Desafío A ->
Extrae cada línea de los registros en la que aparezca la palabra "grassy".

Texto ->

No parece mal preguntarse: ¿seríamos capaces en la Argentina
de tolerar –sin querer “matar” a los autores- a eventuales caricaturas del Papa
en calzoncillos, de Hebe recibiendo…. lo que recibió en su “Universidad”, en
sus viajes por el mundo y sus “programas de vivienda”, de San Martín como hijo
ilegítimo, de Belgrano mujeriego y padre ausente, de Perón corruptor de
menores, de la Virgen María como prostituta, o de Jesucristo homosexual? No
sabemos. No hay en el país –salvo, tal vez, “Barcelona”- un humor tan ácido que
tome como objeto los cultos iconográficos de colectivos más o menos importantes
de nuestra convivencia. Pareciera que una primera pulsión nos llevaría a no
aceptarlo. Sin embargo, debiéramos ser capaces. Así nacimos hace dos siglos.
Dicho esto: ¿debe tener límites la libertad de expresión?
Esa es la pregunta sobre la que el atentado fanático en París debe poner luz.
La que separa a ambas clases de democracia, dirían algunos. Por mi parte,
diría: la que define si existe o no una sociedad democrática.
El humor ácido y corrosivo es la herramienta más
democratizadora con que cuentan los más débiles para reclamar igualdad. Es la
que no respeta oligarquías ni de “poder”, ni de “dinero”, ni de “prestigios”.
Sólo es exitoso –y ese es su desafío- si desenmascara las impostaciones, los
desbordes y las pretensiones de preeminencia o superioridad. Es el que pone en
su lugar a todos los que “se las creen”, aquellos que pretenden para el poder,
para la subordinación a dogmas que esconden privilegios o para el que tiene
mucho dinero, la impunidad del intocable.
Alejar ese humor de la protección a la libertad de expresión es defender una
sociedad elitista.
Difícilmente haga objeto de su crítica acciones solidarias.
No se verán caricaturas exitosas ridiculizando a la Madre Teresa de Calcuta, a
Néstor –el niñito Qom muerto en el Chaco- o al policía musulmán asesinado
mientras custodiaba la redacción de Charlie Hebdo. Su objetivo son quienes
sobrepasan al conjunto y se aprovechan de esa preeminencia, por sobre sus
obligaciones solidarias con los congéneres con quienes conviven. Y quienes
utilizan la impostación de creencias colectivas arraigadas para esconder tras
su utilización fines terrenales para nada respetables.
Es muy pobre el argumento que matiza el atentado por el
“contexto”. Nadie está obligado a leer una revista, o a comprarla. A nadie se
le impone la observación de una caricatura en una publicación en la que debe
descontar que todos los temas se tratan en esas condiciones. A nadie se le
prohíbe contestar –si así lo desea- en medios similares, aclarando o
criticando, lo que le parezca oscuro o mal evaluado.
Cualquiera puede recurrir al orden legal si cree que una
publicación lo ofende personalmente. Existen las leyes, los procedimientos y
los jueces. Quien esto escribe debió soportar incluso de exponentes de la misma
prensa ataques inmisericordes, en otros tiempos, por tratar de habilitar un
procedimiento judicial sumario que garantizara el “derecho de réplica” a fin de
extender la libertad a todos quienes pudieran sentirse afectados por
informaciones erradas. Tenían derecho a hacerlos. Y de mi lado, la obligación
de tolerarlos.

Desafío B ->
Según el texto, ¿cuál es la herramienta más democratizadora con que cuentan los más débiles para reclamar igualdad?

Registros sin procesar ->

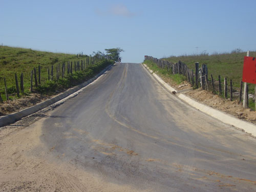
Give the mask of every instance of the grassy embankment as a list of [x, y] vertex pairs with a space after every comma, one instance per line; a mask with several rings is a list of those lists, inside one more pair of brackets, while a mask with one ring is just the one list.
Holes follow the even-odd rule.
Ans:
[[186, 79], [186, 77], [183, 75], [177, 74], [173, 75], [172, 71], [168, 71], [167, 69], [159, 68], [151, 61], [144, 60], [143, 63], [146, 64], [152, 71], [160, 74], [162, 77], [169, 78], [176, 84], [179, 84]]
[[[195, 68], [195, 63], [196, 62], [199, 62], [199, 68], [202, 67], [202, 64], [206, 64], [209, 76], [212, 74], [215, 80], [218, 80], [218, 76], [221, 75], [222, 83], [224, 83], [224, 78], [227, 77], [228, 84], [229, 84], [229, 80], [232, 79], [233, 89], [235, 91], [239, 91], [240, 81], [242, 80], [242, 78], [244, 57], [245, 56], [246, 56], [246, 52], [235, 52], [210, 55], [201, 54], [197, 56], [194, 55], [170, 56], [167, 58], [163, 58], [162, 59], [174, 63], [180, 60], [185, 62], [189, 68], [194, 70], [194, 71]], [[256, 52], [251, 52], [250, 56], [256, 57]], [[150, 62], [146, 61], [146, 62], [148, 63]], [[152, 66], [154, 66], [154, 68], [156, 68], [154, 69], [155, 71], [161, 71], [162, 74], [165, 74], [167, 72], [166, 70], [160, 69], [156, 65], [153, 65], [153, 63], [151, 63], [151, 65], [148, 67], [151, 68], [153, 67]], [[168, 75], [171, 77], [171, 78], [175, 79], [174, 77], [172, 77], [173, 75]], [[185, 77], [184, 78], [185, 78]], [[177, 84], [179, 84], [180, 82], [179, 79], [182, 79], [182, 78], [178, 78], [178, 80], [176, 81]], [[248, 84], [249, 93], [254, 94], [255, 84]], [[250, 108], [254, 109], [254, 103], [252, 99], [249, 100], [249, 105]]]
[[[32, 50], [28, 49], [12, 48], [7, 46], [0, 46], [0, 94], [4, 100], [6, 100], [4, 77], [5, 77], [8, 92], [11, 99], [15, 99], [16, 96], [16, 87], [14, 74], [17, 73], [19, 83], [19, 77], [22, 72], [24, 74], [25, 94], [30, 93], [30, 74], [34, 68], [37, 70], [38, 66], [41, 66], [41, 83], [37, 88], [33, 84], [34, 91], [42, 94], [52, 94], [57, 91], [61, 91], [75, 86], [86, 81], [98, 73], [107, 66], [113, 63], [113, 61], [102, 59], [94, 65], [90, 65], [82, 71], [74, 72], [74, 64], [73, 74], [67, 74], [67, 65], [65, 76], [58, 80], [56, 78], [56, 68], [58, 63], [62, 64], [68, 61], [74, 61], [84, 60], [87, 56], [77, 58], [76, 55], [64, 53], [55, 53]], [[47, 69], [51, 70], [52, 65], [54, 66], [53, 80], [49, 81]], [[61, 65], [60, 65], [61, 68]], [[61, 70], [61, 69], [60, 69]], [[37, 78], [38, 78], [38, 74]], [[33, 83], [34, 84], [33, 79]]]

Respuesta completa A ->
Give the mask of every instance of the grassy embankment as a list of [x, y] vertex pairs with a space after every comma, one instance per line; a mask with several rings is a list of those lists, inside one more pair of brackets, while a mask with one ring is just the one list.

Respuesta completa B ->
El humor ácido y corrosivo.